_INSTRUCTION_:
How many lines of the records below contain the word "grass"? Reply with the count alone.

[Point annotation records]

** Start **

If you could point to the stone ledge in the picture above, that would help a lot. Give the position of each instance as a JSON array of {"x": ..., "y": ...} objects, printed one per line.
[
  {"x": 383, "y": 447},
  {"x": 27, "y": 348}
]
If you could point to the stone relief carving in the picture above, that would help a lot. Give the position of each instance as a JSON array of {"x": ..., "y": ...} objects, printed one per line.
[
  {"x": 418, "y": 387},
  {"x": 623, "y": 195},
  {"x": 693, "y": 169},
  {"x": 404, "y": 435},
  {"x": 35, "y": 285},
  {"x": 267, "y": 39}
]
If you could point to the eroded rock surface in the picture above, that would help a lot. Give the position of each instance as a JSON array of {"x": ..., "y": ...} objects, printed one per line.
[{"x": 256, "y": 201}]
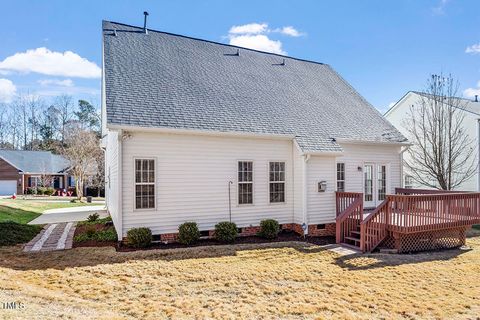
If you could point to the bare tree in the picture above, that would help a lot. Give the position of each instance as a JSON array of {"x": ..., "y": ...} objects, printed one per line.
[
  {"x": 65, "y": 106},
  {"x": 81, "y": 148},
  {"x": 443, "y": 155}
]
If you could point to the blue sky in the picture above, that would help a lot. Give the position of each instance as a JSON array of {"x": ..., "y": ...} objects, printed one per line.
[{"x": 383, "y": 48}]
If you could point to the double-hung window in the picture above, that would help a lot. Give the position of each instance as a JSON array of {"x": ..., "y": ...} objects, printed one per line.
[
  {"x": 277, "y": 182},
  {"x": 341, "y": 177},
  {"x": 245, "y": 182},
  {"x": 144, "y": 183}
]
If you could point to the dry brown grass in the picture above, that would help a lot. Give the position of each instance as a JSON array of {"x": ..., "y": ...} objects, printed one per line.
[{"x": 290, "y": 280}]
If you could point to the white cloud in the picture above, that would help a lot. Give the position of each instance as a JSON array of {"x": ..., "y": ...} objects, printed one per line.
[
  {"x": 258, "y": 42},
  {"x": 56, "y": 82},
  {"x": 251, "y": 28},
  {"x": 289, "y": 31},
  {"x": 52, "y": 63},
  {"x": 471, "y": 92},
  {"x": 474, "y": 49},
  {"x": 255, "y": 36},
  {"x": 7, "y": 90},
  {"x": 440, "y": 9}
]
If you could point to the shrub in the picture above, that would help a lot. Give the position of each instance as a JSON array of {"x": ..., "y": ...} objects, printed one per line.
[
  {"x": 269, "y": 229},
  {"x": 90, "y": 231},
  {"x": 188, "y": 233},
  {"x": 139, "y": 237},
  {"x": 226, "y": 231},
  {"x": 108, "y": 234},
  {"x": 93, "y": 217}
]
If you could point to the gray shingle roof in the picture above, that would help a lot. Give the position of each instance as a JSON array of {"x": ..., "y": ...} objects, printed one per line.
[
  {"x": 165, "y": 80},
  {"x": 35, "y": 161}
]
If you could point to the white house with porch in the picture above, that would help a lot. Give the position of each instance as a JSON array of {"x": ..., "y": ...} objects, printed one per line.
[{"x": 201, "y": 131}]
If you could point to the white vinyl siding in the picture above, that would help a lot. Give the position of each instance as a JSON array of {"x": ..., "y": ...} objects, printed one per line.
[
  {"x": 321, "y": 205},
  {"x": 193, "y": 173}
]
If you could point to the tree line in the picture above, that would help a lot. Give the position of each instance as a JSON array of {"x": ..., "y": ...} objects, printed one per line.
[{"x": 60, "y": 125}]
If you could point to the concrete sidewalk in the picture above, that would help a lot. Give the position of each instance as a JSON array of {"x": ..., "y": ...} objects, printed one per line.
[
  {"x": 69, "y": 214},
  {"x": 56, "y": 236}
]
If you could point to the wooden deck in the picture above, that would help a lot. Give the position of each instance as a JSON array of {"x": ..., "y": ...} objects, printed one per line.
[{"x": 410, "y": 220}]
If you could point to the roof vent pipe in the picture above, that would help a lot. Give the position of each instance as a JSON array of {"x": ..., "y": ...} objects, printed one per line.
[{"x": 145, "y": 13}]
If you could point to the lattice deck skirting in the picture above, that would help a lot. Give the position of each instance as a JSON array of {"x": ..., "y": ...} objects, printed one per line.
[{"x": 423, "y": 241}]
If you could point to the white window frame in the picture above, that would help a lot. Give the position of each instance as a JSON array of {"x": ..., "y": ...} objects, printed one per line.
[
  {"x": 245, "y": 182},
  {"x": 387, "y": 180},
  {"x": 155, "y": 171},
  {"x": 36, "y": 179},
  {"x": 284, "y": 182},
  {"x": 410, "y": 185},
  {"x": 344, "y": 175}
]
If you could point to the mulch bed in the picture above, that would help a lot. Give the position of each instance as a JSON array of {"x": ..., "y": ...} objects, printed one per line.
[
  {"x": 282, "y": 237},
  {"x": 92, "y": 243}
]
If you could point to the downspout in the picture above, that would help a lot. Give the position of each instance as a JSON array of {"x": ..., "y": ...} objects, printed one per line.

** End **
** Start **

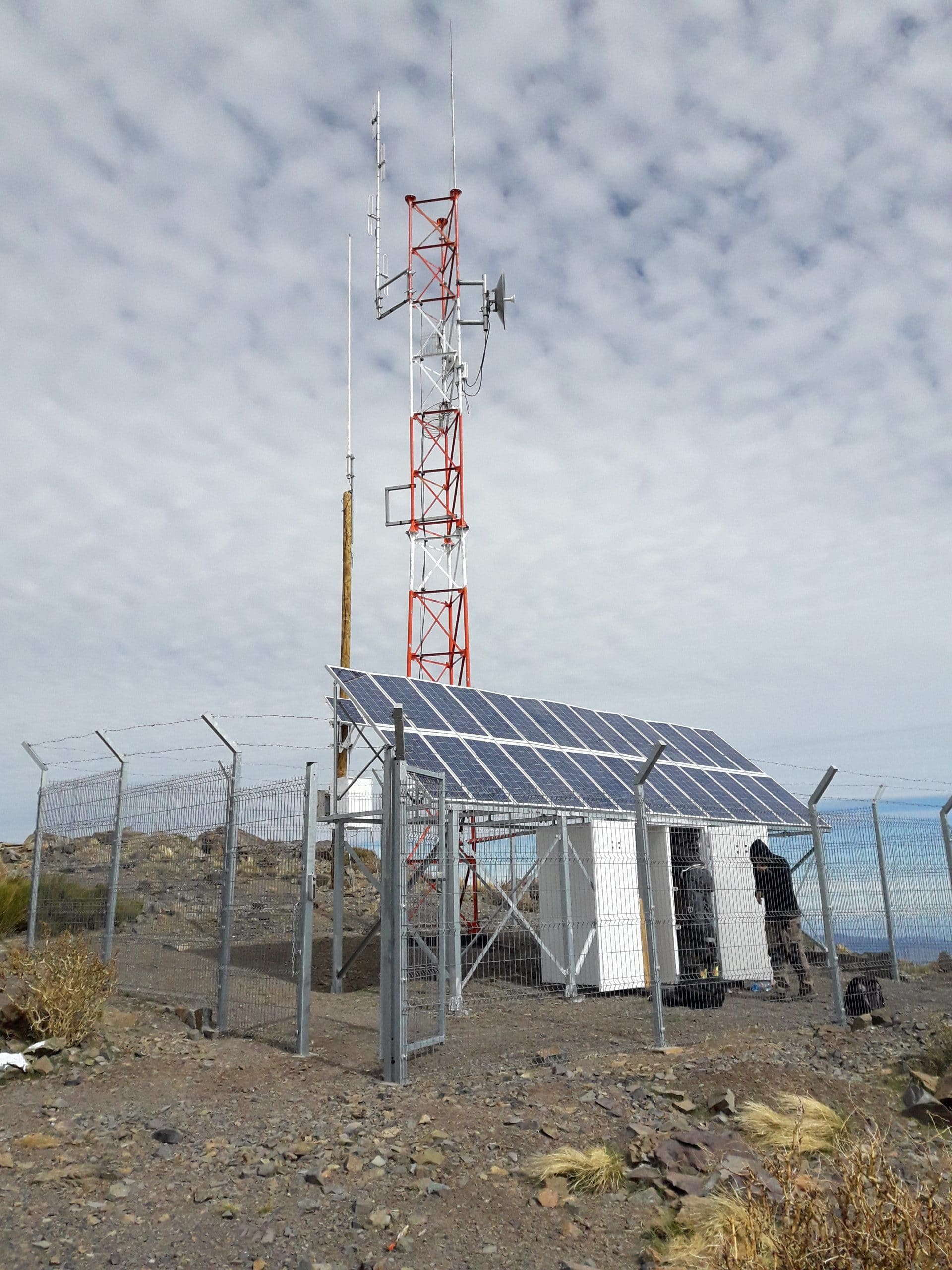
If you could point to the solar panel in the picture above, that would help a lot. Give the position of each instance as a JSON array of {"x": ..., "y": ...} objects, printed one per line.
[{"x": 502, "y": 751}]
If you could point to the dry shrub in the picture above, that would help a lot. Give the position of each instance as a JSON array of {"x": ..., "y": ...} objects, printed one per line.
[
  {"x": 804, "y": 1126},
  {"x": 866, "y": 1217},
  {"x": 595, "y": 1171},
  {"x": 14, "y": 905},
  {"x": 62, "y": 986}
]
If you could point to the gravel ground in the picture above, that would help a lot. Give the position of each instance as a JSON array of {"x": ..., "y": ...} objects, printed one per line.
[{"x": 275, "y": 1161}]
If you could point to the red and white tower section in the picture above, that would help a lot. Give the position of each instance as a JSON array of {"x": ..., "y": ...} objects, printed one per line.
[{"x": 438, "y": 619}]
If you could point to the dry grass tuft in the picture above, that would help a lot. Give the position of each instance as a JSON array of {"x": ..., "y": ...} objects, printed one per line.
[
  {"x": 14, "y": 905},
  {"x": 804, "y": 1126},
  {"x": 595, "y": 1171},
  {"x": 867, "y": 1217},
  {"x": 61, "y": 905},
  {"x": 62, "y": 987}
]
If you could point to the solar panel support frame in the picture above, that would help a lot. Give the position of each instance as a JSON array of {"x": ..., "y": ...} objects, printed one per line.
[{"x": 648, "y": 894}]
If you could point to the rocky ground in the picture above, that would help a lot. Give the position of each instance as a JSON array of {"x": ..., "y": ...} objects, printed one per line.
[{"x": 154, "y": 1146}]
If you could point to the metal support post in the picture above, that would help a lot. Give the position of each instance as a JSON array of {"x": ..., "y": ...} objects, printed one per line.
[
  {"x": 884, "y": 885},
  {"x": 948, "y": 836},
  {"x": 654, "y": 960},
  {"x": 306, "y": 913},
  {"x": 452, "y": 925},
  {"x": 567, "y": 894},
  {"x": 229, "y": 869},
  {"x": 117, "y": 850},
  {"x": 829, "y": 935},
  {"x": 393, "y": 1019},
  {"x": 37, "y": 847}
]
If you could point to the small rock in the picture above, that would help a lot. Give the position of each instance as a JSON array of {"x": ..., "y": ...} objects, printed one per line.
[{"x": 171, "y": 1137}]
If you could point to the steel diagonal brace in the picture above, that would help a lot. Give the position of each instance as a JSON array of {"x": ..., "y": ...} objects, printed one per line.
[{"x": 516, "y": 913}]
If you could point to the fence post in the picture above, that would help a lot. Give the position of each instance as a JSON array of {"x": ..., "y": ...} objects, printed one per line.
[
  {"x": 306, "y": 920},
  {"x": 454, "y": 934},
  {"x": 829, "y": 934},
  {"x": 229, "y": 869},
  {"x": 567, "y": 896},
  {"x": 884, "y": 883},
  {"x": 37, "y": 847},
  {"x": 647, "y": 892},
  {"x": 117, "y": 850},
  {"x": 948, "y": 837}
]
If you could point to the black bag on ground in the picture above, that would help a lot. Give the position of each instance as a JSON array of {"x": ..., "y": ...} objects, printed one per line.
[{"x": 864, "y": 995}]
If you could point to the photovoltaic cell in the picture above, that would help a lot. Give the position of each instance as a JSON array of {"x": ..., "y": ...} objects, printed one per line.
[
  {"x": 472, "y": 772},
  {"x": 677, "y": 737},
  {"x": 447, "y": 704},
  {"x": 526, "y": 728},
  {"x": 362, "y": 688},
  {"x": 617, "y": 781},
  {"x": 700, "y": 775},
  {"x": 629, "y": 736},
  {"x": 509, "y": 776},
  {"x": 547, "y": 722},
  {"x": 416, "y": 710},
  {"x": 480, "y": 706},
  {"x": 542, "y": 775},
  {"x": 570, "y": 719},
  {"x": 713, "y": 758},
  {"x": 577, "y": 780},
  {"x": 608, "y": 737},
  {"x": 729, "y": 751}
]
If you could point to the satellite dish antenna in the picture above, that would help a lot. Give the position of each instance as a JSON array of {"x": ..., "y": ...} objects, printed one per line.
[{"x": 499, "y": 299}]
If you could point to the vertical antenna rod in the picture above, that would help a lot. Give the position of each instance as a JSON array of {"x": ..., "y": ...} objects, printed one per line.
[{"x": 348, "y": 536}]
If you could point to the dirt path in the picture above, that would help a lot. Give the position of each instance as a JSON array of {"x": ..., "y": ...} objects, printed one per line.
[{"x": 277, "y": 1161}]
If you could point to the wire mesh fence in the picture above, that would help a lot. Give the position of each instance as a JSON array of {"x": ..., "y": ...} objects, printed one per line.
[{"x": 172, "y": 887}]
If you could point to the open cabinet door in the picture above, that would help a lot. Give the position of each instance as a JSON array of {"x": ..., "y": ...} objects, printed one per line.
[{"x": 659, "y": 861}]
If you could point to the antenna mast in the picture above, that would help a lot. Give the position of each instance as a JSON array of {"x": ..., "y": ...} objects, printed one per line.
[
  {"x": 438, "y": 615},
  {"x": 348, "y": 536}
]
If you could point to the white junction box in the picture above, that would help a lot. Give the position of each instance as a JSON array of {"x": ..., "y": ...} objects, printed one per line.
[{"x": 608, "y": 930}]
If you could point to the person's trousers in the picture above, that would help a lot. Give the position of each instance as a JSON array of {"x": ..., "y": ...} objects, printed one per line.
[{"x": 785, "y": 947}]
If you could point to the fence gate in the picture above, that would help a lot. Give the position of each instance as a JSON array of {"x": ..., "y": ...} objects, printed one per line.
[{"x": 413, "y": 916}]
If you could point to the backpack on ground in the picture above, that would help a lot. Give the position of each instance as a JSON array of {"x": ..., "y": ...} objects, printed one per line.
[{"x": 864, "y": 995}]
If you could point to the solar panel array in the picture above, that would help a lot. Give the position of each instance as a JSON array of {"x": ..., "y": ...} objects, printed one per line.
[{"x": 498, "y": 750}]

** End **

_REPLY_:
2